### Supplied text
Equations (2) and (3) imply that a larger size N-point FFT could be computed by two smaller sized  $N_1$ -point and  $N_2$ -point FFTs in the first and second stages, respectively. For the fixed  $n_2$ , the input data of the  $N_1$ -point FFT in the first stage are  $x[n_1,n_2],\,n_1=0,1,\ldots,N_1-1$ . Furthermore, the output data are  $y[k_1,n_2],\,k_1=0,1,\ldots,N_1-1$ . For the fixed  $k_1$ , the input data of the  $N_2$ -point FFT in the second stage are  $y[k_1,n_2],\,n_2=0,1,\ldots,N_2-1$ . Moreover, the output data are  $X[k_1,k_2],\,k_2=0,1,\ldots,N_2-1$ .

#### B. Bank Selection for Conflict-Free Processing

To minimize the memory size, the in-place policy [1] should be taken as described earlier. Here, we illustrate how to achieve conflict-free memory accesses when the in-place policy is adopted during the FFT computation. We distribute the input data into different memory banks.

Assume that the FFT size  $N=N_1N_2N_3$ ,  $N_3 \ge N_1$ ,  $N_3 \ge N_2$ , and the memory bank number is chosen to be  $N_3$  here. The bank number could also be chosen as  $N_1$  or  $N_2$ , and which one would be more suitable depends on the system requirement. Note that if the bank number is chosen as  $N_1$  (or  $N_2$ ), the following procedure can guarantee to access m data for m-point FFT in  $\lceil m/N_1 \rceil$  clock cycles for  $m=N_1$ ,  $N_2$ , and  $N_3$ .

Now, we compute the  $N_1$ -point FFT in the first stage, the  $N_2$ -point FFT in the second stage, and the  $N_3$ -point FFT in the third stage according to the following decomposition equations:

$$\begin{cases} n = (N_2 N_3 n_1 + A_1 \tilde{n}_2) \mod N, & n_1, k_1 = 0, 1, \dots, N_1 - 1 \\ k = (B_1 k_1 + N_1 \tilde{k}_2) \mod N, & \tilde{n}_2, \tilde{k}_2 = 0, 1, \dots, N_2 N_3 - 1 \end{cases}$$
(4)

### Dataset
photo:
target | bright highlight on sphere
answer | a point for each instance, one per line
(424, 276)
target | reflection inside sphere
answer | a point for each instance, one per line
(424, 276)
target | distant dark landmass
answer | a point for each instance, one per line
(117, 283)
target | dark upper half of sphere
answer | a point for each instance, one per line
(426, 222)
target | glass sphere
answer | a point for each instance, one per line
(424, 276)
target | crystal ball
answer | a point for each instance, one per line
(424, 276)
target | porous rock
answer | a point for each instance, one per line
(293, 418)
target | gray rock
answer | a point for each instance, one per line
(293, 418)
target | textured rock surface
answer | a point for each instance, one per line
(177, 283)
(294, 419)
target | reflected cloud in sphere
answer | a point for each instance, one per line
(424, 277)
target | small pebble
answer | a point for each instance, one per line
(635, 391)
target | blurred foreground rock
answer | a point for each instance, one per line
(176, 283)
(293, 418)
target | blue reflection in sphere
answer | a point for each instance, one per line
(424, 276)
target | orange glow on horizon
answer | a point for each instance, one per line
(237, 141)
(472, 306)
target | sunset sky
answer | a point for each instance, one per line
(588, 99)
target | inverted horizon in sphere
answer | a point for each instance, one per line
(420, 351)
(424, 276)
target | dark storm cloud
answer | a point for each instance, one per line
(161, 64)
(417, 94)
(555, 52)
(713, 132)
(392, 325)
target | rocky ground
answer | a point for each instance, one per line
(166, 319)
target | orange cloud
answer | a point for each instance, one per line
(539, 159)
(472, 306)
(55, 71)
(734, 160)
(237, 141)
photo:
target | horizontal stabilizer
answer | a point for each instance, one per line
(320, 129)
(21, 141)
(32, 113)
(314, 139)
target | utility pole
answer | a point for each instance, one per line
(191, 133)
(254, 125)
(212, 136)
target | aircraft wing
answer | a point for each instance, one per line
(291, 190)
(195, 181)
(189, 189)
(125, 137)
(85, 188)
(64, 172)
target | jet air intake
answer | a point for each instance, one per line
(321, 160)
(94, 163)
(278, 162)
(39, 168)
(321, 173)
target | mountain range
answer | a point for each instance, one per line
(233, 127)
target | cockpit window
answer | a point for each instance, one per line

### Goal
Please duplicate the FFT passage between "#### B. Bank" and "different memory banks.", inclusive. The rows are separate material, unrelated to the FFT passage.

### Expected output
#### B. Bank Selection for Conflict-Free Processing

To minimize the memory size, the in-place policy [1] should be taken as described earlier. Here, we illustrate how to achieve conflict-free memory accesses when the in-place policy is adopted during the FFT computation. We distribute the input data into different memory banks.